PROBLEM DESCRIPTION: If a line holds the word "paved", copy it from the entries.

[Point localization data]
┌──
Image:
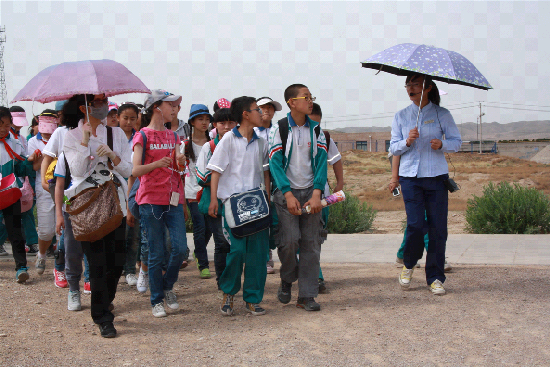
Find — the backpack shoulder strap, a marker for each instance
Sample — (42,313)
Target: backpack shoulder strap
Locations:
(144,137)
(283,131)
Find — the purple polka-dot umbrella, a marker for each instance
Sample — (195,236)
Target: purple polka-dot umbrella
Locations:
(441,65)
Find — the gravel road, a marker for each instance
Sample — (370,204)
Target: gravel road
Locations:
(491,316)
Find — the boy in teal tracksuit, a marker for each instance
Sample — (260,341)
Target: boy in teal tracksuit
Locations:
(235,169)
(298,164)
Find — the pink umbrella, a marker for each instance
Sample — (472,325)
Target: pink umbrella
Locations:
(62,81)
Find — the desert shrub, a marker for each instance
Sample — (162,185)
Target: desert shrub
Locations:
(507,209)
(351,216)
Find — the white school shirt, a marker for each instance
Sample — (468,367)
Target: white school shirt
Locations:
(55,144)
(237,161)
(82,165)
(299,172)
(192,187)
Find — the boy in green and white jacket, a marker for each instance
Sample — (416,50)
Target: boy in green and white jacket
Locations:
(298,164)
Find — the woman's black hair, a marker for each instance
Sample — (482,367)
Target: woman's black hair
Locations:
(17,109)
(125,107)
(189,151)
(71,110)
(433,96)
(5,112)
(222,115)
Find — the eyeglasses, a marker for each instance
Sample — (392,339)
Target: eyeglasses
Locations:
(97,103)
(258,109)
(307,98)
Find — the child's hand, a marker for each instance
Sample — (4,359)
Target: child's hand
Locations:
(315,204)
(293,204)
(164,162)
(213,209)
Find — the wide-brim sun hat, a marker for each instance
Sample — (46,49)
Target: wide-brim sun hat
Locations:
(160,95)
(199,109)
(266,100)
(19,119)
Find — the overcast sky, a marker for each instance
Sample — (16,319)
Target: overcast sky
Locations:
(213,49)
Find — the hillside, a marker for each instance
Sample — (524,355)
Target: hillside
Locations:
(491,131)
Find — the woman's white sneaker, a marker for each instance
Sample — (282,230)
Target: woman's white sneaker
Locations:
(158,311)
(143,282)
(437,288)
(405,277)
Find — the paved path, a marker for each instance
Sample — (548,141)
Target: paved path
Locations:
(462,249)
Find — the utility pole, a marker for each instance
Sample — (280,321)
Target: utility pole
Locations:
(3,91)
(480,130)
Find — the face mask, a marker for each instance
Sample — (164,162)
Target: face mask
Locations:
(99,113)
(47,124)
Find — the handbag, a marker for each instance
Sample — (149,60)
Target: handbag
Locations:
(27,196)
(248,213)
(96,212)
(9,191)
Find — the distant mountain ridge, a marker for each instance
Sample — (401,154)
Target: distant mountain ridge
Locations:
(537,129)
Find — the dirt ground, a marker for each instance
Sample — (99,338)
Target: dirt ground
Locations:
(491,316)
(367,175)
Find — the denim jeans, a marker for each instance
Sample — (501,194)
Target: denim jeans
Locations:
(155,220)
(426,203)
(221,248)
(201,234)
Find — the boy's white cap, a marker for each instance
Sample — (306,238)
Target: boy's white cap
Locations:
(265,100)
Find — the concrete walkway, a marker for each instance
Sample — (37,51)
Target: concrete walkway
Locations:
(461,249)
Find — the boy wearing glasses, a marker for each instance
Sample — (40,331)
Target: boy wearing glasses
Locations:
(298,164)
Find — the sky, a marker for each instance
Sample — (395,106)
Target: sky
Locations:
(204,51)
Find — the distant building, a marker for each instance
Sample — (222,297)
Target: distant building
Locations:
(371,142)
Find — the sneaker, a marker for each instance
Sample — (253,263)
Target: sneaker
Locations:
(399,263)
(21,276)
(448,267)
(158,311)
(254,309)
(437,288)
(285,292)
(3,252)
(405,277)
(40,265)
(33,249)
(227,305)
(74,303)
(60,279)
(309,304)
(322,287)
(131,279)
(143,282)
(107,330)
(171,300)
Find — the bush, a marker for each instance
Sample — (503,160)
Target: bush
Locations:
(350,216)
(507,209)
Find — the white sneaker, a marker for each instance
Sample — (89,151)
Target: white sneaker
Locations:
(40,265)
(405,277)
(74,301)
(158,311)
(131,279)
(143,282)
(437,288)
(448,267)
(171,300)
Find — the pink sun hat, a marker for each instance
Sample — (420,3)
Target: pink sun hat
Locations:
(19,119)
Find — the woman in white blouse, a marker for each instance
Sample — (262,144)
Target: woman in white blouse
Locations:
(88,157)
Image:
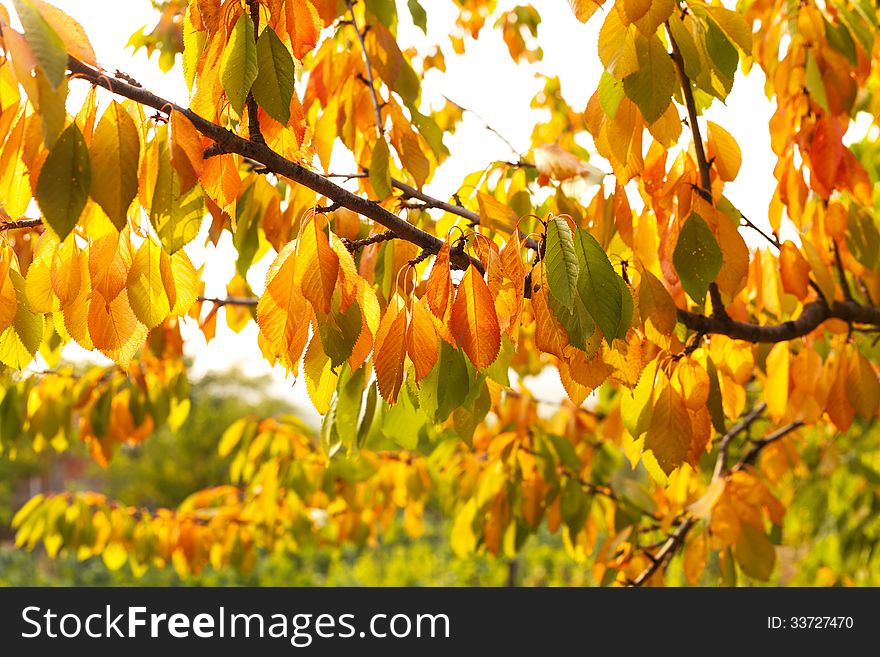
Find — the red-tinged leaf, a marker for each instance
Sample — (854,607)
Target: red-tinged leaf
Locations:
(474,322)
(319,263)
(303,26)
(439,292)
(422,343)
(390,350)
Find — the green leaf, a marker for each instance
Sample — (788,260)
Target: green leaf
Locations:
(754,552)
(419,16)
(652,85)
(403,421)
(63,186)
(722,52)
(440,394)
(339,331)
(380,175)
(115,152)
(273,87)
(862,236)
(47,46)
(693,64)
(176,217)
(598,285)
(561,262)
(697,257)
(713,403)
(349,399)
(238,63)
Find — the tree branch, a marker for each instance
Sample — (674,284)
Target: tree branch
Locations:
(724,445)
(229,142)
(253,121)
(812,315)
(702,162)
(664,554)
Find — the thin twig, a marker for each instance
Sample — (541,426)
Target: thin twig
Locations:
(377,105)
(724,445)
(750,456)
(355,245)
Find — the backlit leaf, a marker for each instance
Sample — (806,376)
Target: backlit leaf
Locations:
(697,257)
(474,322)
(273,86)
(238,63)
(63,186)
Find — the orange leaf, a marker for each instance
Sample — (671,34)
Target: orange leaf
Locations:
(390,350)
(319,266)
(439,292)
(794,270)
(422,343)
(282,313)
(474,322)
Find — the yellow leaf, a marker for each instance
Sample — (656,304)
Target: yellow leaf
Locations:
(66,271)
(319,265)
(862,387)
(20,341)
(320,377)
(723,150)
(794,270)
(583,9)
(552,161)
(186,283)
(114,328)
(474,322)
(776,385)
(692,382)
(151,284)
(38,282)
(695,557)
(72,34)
(495,215)
(617,47)
(669,435)
(110,259)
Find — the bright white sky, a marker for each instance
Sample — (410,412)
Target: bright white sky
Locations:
(485,80)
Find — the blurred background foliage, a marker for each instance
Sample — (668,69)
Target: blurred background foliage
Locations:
(833,517)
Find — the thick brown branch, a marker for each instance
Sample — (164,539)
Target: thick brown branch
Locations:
(813,314)
(664,554)
(702,162)
(229,142)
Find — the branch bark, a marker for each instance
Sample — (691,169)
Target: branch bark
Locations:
(227,141)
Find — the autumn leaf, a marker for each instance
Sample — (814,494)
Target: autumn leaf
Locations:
(474,322)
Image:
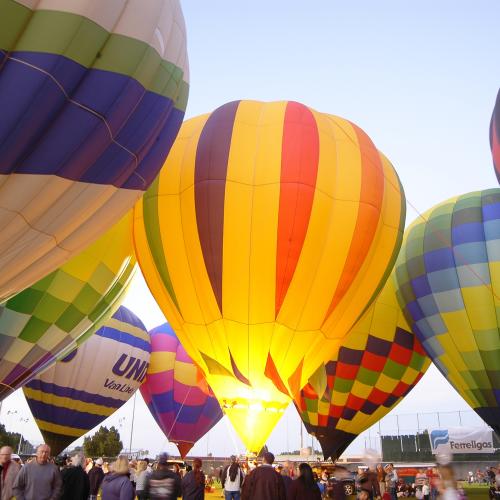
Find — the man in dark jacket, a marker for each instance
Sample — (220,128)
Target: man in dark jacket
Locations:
(163,484)
(264,483)
(76,484)
(96,475)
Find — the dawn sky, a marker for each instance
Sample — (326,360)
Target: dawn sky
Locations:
(419,77)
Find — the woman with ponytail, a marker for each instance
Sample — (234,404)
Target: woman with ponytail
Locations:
(304,487)
(193,484)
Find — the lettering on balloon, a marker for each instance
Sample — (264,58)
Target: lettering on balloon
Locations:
(115,386)
(134,368)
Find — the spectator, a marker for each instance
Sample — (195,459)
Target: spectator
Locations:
(163,484)
(116,485)
(193,483)
(264,483)
(141,478)
(96,475)
(38,480)
(231,480)
(75,480)
(9,472)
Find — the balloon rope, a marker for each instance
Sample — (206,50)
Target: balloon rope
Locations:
(80,105)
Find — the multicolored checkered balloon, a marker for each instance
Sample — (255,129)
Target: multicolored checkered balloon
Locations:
(448,275)
(495,136)
(177,393)
(80,391)
(92,95)
(378,363)
(60,311)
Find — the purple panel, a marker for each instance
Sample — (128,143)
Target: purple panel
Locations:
(42,133)
(437,260)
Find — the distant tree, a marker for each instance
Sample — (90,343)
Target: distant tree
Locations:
(104,443)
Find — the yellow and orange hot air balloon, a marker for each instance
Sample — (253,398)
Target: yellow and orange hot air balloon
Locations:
(268,231)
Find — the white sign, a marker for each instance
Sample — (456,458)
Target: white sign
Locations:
(461,440)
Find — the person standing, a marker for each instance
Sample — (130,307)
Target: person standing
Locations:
(38,480)
(76,485)
(193,483)
(9,472)
(231,479)
(163,484)
(264,483)
(140,479)
(116,485)
(304,487)
(96,475)
(381,479)
(391,480)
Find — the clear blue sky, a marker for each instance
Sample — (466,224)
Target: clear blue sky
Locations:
(419,77)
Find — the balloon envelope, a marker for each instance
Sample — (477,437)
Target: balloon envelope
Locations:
(176,392)
(90,384)
(495,136)
(92,95)
(267,232)
(58,312)
(448,276)
(379,362)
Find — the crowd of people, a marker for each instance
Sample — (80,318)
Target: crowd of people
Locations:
(78,478)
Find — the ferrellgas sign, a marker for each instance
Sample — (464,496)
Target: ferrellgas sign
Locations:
(462,440)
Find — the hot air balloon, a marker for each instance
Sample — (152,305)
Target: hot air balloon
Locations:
(91,383)
(177,393)
(61,310)
(267,232)
(92,95)
(495,136)
(449,284)
(379,362)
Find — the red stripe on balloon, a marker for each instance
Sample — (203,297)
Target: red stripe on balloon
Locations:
(370,207)
(212,156)
(299,170)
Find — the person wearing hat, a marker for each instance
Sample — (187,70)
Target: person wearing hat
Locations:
(264,483)
(96,475)
(163,484)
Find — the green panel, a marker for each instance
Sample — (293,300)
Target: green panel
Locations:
(63,33)
(49,308)
(154,237)
(65,286)
(13,20)
(90,45)
(33,330)
(25,302)
(394,370)
(70,319)
(473,360)
(87,299)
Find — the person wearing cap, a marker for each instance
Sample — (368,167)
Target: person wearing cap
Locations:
(9,470)
(264,483)
(96,475)
(116,485)
(39,479)
(76,484)
(163,484)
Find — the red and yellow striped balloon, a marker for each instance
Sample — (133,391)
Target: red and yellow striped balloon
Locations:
(268,231)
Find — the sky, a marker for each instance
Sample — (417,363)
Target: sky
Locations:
(419,77)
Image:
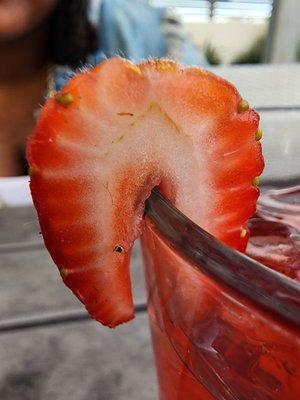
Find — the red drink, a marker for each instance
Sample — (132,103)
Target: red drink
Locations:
(223,326)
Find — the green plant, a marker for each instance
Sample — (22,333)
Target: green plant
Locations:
(254,54)
(212,55)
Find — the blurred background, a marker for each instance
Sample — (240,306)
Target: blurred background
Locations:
(49,348)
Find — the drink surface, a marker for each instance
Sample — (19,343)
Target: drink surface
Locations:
(210,342)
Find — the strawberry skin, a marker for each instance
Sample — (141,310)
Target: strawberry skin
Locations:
(110,136)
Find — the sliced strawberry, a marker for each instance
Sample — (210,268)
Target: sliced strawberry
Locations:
(109,137)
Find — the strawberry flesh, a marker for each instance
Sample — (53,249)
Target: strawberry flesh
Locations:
(121,130)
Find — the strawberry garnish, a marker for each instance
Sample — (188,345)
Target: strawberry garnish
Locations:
(111,135)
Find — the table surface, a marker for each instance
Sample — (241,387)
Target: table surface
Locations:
(81,360)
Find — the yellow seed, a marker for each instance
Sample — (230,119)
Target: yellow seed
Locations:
(64,98)
(258,134)
(255,181)
(63,273)
(243,233)
(243,106)
(118,249)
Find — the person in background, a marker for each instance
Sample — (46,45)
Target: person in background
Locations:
(43,42)
(34,36)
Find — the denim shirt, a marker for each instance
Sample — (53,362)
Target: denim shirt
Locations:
(136,30)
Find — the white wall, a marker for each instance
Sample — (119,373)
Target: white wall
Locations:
(229,38)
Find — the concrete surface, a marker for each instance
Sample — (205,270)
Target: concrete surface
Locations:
(74,361)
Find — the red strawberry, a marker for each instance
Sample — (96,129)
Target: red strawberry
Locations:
(109,137)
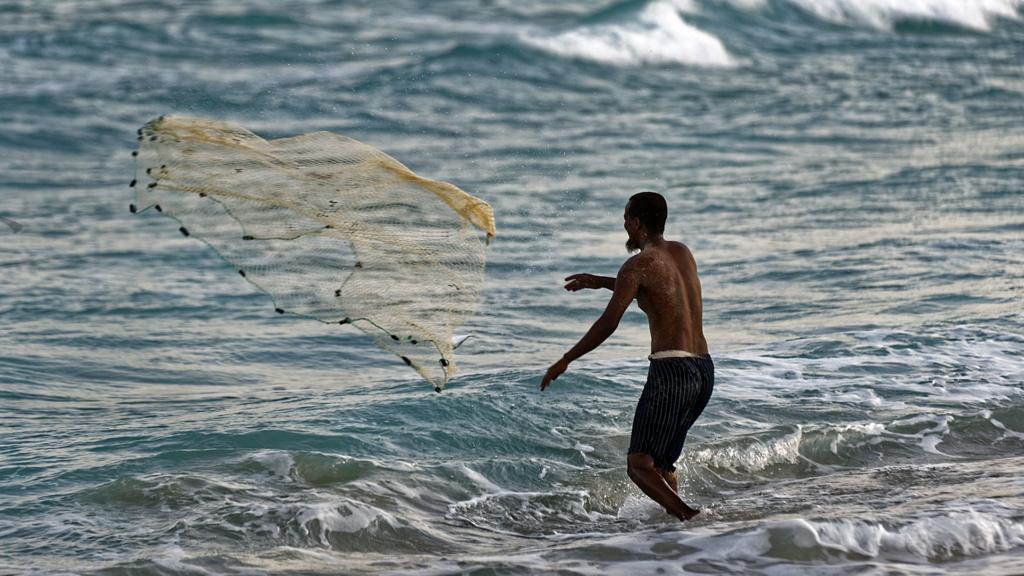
└──
SOLUTION:
Find — the paved path, a marker for each instance
Target: paved path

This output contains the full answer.